■ **Passage to read**:
Communicating with the other side
By
Caroline Shea QC and Mark Galtrey discuss the difficult question of serving property notices after death
Many property disputes raise questions as to the effective service of notices. While minor defects in the content of the notice might not invalidate it, strict compliance with any prescribed method of service is a prerequisite to validity (Mannai v Eagle Star [1997] AC 749).
This requirement seemed fatal in a recent matter in which tenants wished to acquire the freehold of the building in which their flats were situated, and served a notice under section 13 of the Leasehold Reform, Housing and Urban Development Act 1993 to commence that process. They addressed the notice to the landlord by name, as required, and sent it by post to the address given on the registered title of the freehold.
Under the provision of the 1993 Act, a landlord in receipt of such a notice is required to serve a counternotice within two months of the date specified by the tenants. If he does not, the court must order the transfer of the freehold to the tenants at the premium specified in their notice, provided that premium is not unreasonably low (Willingale v Globalgrange [2000] 2 EGLR 55). The tenants had of course specified a premium that was on the low side, but not unreasonably so. Therefore if the landlord did not serve the counternotice in time, they would get the freehold at a low premium without costly litigation.
However, just after the deadline for the counternotice passed, the tenants were informed that the landlord had in fact died overseas several years ago. On death, title to the freehold passes immediately to the deceased’s personal representatives, or the public trustee if he died intestate, even if the deceased’s name remains on the register (sections 1 and 9 the Administration of Estates Act 1925). So there was a new freeholder who was the landlord at the date of the notice, and who had not been served. It appeared that the tenants’ claim was dead and they would have to start again.
But this was not the case. Section 17(1) of the Law of Property (Miscellaneous Provisions) Act 1994 is short but powerful: “Service of a notice affecting land which would be effective but for the death of the intended recipient is effective despite his death if the person serving the notice has no reason to believe that he has died.”
Remarkably, there is no authority on the meaning or effect of this section. However, it seems clear that, if there is no reason to believe that the intended recipient is dead, the statutory magic fixes what would otherwise be two irremediable defects: first, that the notice is addressed to the wrong party, and second, that the notice is served on the wrong party. The correct recipient is deemed by the section to be served with a valid notice.

■ **Rows**:
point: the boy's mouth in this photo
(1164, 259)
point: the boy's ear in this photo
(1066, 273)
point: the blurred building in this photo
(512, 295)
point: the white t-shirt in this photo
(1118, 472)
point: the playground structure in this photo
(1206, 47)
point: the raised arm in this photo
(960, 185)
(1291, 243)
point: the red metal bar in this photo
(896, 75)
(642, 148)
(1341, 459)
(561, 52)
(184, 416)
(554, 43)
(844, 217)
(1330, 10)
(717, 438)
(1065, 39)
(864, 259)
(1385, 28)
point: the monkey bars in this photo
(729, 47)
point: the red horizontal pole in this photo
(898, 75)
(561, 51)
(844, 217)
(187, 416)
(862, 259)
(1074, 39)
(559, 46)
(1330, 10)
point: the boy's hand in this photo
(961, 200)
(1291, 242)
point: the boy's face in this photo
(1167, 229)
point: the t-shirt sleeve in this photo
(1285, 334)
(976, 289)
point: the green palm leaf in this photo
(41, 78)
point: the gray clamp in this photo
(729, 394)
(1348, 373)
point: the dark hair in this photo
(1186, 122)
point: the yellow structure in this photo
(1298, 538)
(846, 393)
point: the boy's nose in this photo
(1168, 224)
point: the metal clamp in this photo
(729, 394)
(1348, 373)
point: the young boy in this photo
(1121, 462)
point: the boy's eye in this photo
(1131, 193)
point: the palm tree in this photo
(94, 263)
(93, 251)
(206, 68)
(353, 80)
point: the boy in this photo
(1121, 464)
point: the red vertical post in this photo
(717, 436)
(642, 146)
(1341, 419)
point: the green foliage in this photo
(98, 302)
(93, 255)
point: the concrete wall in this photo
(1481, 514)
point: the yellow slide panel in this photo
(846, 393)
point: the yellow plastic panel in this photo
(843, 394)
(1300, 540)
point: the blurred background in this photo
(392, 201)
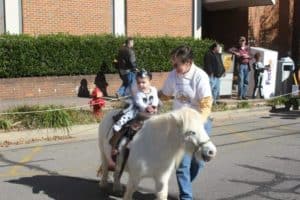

■ **Given task 1**: Render this sentence from the passage on serving property notices after death into Spanish: "Many property disputes raise questions as to the effective service of notices."
■ **Given task 2**: Please carry on the passage on serving property notices after death, picking up right after its final sentence.
The data has no connection to the passage on serving property notices after death.

■ **Response 1**: Muchas disputas sobre propiedades plantean cuestiones en cuanto a la notificación efectiva de los avisos.

■ **Response 2**:
The effect in the current case was striking. The actual landlord, being the personal representative in whom the deceased’s interest had vested following his death, was fixed with the consequences of not serving a counternotice in time, even though in fact he had never seen the notice, nor was it addressed to him.
If by contrast the serving party does know of the death of the landlord, section 17(1) of the 1994 Act will not assist, and there is a further potential problem. Before the grant of representation, there is no way for the serving party to know who the personal representatives are, and so who the correct recipient is.
The procedure set out in section 18 of the 1994 Act addresses such a situation: “(1) A notice affecting land which would have been authorised or required to be served on a person but for his death shall be sufficiently served before a grant of representation has been filed if – (a) it is addressed to ‘The Personal Representatives of’ the deceased (naming him) and left at or sent by post to his last known place of residence or business in the United Kingdom, and (b) a copy of it, similarly addressed, is served on the Public Trustee.”
If, on the other hand, there has been a grant of representation, a search at the Principal Registry of the Family Division will yield the names of the appointed representatives, and they should be served in their own names.
Points for practice
Upon the death of a client who owns property subject to leasehold interests, notify any tenants to prevent them having the benefit of the 1994 Act;
If your client is a personal representative under a will where the estate contains land, again notify the tenants, and check the post at the deceased’s property for any notices; and
Before serving any notices, check with the client that there is no reason to believe the recipient has died. If there is any doubt, search the registry for any grant of representation and serve duplicate without prejudice notices by the section 18 procedure, or on any appointed representatives, as appropriate.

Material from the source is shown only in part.